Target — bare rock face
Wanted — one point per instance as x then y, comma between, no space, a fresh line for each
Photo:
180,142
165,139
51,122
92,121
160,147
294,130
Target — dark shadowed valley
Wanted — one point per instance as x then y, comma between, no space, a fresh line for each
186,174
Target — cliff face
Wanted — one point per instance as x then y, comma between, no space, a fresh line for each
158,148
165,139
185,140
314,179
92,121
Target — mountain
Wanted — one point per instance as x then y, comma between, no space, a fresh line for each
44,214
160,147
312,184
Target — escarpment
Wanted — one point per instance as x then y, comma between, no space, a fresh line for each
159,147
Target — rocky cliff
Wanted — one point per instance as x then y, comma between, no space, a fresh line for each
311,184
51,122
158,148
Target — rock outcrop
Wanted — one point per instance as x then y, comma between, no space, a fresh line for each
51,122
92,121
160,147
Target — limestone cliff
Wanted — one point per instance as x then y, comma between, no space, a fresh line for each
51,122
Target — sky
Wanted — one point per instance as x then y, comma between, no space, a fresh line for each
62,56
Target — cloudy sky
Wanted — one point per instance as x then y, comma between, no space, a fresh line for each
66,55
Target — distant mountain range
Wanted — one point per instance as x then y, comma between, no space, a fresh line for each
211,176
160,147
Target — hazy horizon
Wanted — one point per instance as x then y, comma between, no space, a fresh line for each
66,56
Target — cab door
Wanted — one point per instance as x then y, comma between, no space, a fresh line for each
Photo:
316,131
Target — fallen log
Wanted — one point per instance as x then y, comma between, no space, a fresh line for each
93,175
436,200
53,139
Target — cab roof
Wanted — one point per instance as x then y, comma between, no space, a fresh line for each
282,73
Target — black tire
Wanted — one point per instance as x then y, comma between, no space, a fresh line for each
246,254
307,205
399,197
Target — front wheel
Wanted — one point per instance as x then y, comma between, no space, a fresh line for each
——————
» **What is being asked**: Please copy out every line of the records, starting at the line that contains "Target — hazy horizon" and ending at the end of the records, and give only those lines. Change only the point coordinates: multiply each by 2.35 and round it to a whole number, with halves rounding up.

» **Exercise result**:
Target — hazy horizon
Wanted — one point per instance as x then y, comma between, no space, a fresh line for each
155,132
Target — cab door
Wanted — one point per instance as x then y, comma between, no space, a fresh line for each
Photo:
743,308
Target — fallen log
Wanted — one point per instance as x then y, comma between, no space, a fresh line for each
219,411
1025,470
125,327
Target — cab roof
Wanted — one point per instance as x then y, comma between, no space, a fresh line for each
663,172
Target — black tire
Wanted — one point per instance as x then y, comma between, no space, a fresh line for each
578,597
721,482
938,463
Target — front wheel
Wanted — one point per instance as x then y, comma between, no space, a fresh line for each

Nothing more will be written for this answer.